[Data to examine — start]

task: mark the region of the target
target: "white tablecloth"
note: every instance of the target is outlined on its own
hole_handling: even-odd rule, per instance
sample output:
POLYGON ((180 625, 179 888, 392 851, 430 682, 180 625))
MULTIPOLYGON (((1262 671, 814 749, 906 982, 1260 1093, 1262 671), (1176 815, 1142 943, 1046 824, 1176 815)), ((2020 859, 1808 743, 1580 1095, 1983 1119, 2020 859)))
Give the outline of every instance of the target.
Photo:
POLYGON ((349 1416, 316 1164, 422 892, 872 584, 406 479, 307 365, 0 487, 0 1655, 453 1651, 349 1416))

[Data to examine — finish]
[Data to examine — start]

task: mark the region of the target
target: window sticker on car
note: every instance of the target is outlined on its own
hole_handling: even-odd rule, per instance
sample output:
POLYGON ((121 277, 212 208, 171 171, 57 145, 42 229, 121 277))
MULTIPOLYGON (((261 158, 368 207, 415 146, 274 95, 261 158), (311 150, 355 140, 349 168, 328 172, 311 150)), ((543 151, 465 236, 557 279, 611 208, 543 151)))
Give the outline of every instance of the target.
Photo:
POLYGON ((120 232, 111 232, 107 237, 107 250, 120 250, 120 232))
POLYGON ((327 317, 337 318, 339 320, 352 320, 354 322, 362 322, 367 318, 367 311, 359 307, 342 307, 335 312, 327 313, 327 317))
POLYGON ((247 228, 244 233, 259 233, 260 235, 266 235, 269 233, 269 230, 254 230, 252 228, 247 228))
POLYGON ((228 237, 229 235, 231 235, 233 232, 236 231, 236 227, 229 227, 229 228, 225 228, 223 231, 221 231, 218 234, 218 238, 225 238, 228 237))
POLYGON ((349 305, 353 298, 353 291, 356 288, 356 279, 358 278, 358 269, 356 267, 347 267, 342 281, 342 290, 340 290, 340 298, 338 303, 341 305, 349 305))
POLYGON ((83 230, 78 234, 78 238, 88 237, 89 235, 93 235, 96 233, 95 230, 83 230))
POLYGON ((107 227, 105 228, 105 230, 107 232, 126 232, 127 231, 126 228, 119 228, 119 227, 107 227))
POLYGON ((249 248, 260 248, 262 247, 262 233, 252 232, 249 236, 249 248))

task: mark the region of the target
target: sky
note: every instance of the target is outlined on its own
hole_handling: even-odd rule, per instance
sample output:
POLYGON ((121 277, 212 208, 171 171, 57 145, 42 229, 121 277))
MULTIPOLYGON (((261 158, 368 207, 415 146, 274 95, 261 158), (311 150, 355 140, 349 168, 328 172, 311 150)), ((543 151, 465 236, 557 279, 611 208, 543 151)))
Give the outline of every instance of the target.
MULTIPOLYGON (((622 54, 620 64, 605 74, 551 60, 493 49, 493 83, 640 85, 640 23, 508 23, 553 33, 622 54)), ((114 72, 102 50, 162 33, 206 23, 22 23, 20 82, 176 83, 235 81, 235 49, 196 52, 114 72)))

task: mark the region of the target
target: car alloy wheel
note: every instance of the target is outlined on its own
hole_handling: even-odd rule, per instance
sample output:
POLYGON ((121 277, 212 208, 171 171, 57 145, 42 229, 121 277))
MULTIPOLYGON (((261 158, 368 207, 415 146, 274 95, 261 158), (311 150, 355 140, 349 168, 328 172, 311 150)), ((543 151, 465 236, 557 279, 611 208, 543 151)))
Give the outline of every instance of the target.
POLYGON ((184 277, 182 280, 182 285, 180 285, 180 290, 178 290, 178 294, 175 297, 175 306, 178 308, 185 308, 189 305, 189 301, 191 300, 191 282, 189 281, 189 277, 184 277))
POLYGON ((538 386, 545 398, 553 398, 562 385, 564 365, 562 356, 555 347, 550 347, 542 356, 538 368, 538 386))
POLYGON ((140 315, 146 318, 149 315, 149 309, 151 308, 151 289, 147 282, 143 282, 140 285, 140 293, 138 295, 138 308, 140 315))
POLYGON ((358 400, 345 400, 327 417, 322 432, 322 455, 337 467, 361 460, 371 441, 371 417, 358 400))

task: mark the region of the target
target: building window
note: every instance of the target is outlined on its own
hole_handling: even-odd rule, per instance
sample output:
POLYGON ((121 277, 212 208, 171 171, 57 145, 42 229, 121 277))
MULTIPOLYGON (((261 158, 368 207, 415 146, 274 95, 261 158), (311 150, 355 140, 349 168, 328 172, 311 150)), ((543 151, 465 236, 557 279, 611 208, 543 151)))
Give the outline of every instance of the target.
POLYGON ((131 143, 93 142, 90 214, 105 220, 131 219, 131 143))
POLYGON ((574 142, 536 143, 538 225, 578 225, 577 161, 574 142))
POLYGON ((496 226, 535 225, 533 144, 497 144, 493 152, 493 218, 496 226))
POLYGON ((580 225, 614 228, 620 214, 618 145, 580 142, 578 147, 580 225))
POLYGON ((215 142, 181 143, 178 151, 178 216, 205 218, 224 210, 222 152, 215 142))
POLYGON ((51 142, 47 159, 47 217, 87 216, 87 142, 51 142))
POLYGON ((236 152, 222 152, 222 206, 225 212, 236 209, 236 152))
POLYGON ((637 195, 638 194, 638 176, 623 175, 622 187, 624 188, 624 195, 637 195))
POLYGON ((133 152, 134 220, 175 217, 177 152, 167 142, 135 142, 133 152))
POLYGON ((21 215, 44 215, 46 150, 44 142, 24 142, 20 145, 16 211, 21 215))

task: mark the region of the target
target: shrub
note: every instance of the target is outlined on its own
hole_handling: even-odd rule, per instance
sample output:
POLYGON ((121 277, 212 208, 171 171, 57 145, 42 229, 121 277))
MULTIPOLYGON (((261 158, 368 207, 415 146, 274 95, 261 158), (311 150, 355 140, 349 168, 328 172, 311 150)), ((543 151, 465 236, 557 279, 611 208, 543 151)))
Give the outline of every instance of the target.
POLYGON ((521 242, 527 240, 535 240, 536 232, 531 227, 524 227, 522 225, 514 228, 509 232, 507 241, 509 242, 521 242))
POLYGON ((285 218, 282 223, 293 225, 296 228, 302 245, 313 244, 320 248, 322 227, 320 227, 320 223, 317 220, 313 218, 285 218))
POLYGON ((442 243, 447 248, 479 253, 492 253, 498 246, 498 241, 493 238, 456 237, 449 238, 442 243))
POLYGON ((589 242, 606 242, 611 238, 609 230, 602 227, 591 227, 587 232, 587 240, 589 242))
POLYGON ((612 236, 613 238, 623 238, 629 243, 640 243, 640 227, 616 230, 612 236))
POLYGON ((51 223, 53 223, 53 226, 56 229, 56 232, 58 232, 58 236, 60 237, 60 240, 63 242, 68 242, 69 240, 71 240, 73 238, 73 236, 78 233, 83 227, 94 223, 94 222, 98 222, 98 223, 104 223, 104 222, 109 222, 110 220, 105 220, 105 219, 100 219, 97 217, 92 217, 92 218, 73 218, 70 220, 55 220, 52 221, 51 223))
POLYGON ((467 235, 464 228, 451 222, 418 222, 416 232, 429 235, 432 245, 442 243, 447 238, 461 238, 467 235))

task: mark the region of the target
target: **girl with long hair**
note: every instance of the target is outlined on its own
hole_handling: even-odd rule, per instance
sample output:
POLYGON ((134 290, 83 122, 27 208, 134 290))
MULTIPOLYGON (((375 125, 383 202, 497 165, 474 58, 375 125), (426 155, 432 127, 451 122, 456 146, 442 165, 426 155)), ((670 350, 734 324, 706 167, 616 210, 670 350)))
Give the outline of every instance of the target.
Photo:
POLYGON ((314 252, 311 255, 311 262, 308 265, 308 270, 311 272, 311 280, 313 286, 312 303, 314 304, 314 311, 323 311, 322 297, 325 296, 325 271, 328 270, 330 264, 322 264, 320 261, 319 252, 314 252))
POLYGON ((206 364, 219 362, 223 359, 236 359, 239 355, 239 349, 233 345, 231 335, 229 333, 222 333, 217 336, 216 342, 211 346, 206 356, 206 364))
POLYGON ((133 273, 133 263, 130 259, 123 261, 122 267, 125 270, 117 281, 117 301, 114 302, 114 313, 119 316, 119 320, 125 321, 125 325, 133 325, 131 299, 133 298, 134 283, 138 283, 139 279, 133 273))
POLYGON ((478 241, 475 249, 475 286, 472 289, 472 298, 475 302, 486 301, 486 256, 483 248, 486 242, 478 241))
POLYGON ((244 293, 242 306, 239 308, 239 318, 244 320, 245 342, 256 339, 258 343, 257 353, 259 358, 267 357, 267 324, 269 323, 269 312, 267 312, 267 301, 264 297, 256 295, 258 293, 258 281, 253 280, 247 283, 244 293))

[Data to examine — finish]
[Data to examine — start]

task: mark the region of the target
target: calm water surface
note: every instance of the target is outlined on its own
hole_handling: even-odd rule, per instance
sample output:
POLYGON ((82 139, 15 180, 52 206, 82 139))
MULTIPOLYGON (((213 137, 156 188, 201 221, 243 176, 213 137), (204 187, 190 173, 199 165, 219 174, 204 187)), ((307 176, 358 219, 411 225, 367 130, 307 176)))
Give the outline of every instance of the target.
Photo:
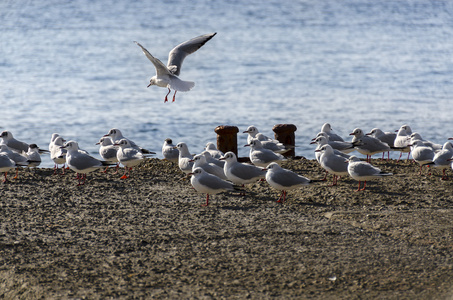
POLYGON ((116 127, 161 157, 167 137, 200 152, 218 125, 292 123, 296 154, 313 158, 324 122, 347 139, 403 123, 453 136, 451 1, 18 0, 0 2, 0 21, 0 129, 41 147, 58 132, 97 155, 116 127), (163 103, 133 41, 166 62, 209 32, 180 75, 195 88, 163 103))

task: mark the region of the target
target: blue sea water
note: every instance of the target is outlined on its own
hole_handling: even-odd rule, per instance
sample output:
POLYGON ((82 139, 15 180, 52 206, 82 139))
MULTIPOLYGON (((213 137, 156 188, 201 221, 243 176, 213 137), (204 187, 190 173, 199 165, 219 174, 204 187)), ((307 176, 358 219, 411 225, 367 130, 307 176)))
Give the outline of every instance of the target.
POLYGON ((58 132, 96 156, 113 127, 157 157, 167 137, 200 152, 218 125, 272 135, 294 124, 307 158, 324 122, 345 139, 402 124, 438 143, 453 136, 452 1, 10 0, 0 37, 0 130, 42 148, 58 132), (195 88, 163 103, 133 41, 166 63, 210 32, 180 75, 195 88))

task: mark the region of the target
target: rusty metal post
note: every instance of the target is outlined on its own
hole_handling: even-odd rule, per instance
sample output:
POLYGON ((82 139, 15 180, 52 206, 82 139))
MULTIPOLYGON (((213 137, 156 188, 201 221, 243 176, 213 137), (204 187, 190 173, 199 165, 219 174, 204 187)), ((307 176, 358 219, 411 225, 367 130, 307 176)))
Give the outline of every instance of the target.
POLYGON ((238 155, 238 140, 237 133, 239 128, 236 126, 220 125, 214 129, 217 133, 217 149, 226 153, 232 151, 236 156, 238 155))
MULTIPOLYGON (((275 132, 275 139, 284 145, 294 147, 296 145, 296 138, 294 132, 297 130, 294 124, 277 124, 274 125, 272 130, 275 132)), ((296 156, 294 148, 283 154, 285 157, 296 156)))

[Data to examine — finish]

Action item. All lines above that include the word "window" must be copied into the answer.

Written response.
target: window sticker on car
target: building window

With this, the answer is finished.